** START Given data **
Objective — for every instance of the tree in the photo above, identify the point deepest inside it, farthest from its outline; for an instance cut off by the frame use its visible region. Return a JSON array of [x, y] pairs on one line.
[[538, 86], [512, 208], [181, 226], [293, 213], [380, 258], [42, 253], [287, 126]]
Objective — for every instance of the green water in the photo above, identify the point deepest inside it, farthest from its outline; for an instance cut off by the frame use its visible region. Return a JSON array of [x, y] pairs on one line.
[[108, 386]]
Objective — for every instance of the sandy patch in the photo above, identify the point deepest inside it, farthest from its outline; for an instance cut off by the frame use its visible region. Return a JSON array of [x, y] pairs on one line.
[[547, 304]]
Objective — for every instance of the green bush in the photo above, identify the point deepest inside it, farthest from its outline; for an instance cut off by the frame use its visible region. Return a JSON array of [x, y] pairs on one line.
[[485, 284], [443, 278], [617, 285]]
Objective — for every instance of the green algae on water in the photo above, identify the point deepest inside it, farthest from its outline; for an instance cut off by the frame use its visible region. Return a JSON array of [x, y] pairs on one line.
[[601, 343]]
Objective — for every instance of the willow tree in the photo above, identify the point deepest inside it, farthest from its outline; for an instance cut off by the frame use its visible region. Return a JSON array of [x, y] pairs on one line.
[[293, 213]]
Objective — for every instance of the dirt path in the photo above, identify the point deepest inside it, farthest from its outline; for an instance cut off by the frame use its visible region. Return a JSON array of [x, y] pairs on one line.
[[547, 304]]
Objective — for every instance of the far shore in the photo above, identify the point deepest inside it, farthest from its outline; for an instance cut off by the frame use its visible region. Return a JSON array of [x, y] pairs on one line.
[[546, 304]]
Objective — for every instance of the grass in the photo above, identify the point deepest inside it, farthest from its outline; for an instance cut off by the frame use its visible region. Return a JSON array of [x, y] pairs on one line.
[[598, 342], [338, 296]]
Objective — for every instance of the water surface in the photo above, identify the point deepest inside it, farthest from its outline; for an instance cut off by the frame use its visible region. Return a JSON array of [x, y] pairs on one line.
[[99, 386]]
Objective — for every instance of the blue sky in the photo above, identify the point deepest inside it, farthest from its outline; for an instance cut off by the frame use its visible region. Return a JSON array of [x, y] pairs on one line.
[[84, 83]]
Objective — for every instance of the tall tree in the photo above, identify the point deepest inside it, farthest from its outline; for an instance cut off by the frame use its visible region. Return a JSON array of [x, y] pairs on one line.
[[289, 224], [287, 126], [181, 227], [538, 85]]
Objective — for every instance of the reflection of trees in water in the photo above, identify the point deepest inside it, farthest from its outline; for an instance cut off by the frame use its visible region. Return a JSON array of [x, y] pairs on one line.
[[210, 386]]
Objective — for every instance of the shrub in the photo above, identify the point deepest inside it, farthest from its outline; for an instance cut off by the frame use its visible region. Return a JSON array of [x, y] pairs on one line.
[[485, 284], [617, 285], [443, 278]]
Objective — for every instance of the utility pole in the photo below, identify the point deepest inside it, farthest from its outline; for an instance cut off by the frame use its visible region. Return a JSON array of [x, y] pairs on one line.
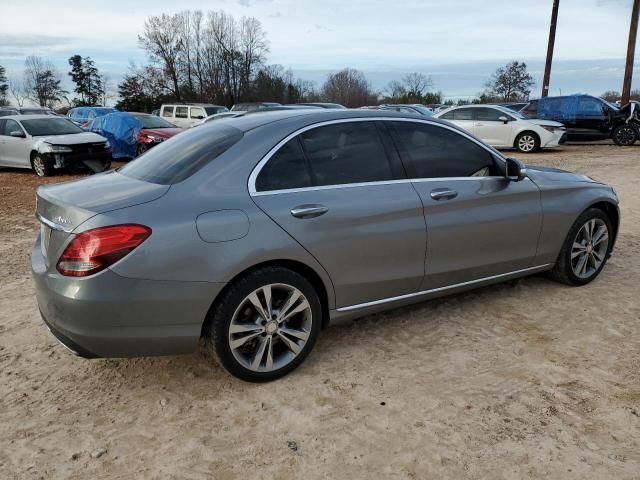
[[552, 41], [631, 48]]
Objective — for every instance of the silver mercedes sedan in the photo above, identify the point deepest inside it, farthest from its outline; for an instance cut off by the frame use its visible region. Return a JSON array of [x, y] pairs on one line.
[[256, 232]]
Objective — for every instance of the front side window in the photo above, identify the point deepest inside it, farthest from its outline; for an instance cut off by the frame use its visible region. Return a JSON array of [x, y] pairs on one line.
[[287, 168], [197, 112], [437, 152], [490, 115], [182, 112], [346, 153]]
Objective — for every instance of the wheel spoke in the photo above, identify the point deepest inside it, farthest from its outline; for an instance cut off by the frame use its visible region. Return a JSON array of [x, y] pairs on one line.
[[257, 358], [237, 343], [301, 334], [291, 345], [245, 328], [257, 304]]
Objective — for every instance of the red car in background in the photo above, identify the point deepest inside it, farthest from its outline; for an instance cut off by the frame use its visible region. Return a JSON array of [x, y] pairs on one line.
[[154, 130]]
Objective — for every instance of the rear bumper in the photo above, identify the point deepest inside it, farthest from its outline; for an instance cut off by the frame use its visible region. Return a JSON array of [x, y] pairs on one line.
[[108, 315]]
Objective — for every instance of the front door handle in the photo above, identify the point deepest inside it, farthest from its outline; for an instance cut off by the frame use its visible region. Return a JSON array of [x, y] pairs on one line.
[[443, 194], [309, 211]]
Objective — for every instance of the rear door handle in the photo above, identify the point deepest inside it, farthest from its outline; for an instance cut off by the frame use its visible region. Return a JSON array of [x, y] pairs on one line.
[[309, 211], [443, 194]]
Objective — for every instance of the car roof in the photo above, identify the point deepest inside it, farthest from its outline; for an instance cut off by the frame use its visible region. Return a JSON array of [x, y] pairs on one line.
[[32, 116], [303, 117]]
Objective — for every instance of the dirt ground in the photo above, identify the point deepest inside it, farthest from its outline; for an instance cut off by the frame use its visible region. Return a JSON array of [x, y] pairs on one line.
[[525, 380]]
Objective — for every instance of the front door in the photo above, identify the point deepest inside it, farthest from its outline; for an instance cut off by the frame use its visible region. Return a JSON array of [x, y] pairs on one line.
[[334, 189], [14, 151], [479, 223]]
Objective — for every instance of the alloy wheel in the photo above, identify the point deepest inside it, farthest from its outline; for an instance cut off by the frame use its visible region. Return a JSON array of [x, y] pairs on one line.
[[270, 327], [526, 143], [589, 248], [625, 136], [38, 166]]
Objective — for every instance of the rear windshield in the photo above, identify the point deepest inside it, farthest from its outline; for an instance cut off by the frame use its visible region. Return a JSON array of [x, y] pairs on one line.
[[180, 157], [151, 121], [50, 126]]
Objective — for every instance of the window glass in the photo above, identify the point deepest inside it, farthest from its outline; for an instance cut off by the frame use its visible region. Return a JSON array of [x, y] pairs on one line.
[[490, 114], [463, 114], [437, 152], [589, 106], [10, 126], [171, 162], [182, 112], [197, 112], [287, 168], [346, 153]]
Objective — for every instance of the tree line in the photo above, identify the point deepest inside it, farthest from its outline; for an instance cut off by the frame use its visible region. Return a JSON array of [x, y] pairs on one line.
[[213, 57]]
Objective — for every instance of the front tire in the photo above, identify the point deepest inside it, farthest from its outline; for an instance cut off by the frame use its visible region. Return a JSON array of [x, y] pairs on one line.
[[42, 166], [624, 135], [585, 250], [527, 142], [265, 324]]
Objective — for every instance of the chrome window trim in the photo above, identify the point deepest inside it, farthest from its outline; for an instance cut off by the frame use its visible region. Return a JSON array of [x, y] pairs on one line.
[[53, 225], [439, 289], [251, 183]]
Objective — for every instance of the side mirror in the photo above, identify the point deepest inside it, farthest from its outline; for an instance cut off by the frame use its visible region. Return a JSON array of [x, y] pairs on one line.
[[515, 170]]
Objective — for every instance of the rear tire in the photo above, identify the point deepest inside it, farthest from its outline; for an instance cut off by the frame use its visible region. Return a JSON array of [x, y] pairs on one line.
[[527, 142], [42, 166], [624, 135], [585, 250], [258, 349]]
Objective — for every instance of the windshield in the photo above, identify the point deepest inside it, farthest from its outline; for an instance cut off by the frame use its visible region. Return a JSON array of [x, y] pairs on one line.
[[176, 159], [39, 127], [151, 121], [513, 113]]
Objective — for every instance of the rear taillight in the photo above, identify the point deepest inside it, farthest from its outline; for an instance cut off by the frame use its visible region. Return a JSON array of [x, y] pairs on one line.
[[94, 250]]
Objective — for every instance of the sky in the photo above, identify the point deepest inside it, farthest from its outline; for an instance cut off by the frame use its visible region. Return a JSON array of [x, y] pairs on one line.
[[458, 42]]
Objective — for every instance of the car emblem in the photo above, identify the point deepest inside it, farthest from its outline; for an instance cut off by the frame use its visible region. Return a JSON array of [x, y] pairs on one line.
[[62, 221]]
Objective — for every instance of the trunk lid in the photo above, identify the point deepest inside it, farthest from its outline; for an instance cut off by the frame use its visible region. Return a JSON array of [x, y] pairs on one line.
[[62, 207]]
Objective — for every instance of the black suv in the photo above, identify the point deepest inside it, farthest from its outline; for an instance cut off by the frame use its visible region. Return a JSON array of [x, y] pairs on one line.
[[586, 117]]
** END Given data **
Arrange everything in the data above, from the line containing "Objective — for every instance of the red" down to the line containing "[[32, 116], [303, 117]]", as a two-column CSV headed text and answer. Each row should hold a text and the answer that follows it, with each value in one quoted field and line breaks replaced by spaces.

text,answer
"Objective — for every instance of the red car in background in the photo above, identify the point deepest inside it, farthest from its outline; for an instance cut off by the frame use its visible region. Return a JSON array of [x, y] pairs on one line.","[[154, 130]]"
"Objective — for every instance of the rear bumper in the photo above, identify the point deepest inside it, farthest from its outline; for an instance cut off by the frame use its visible region. Return a JSON array of [x, y] pairs on one line.","[[108, 315]]"
"Objective — for every instance of the front door handle in the photo above, identify the point deepest inside it, farthest from its outline; for an instance cut off by the frame use its visible region. Return a JSON array of [x, y] pairs on one line.","[[443, 194], [309, 211]]"
"Objective — for every instance of the rear door handle in the photo above, identify the point deepest inside it, farthest from its outline; for an instance cut off by the frame use its visible region. Return a JSON array of [x, y] pairs on one line.","[[309, 211], [443, 194]]"
"Objective — for every instance of the car roof in the photo above, identify the point deepest inside it, farthest from its outline; for an instance cut off by the frame use its visible region. Return a JSON array of [x, y] pairs on one line.","[[32, 116], [303, 117]]"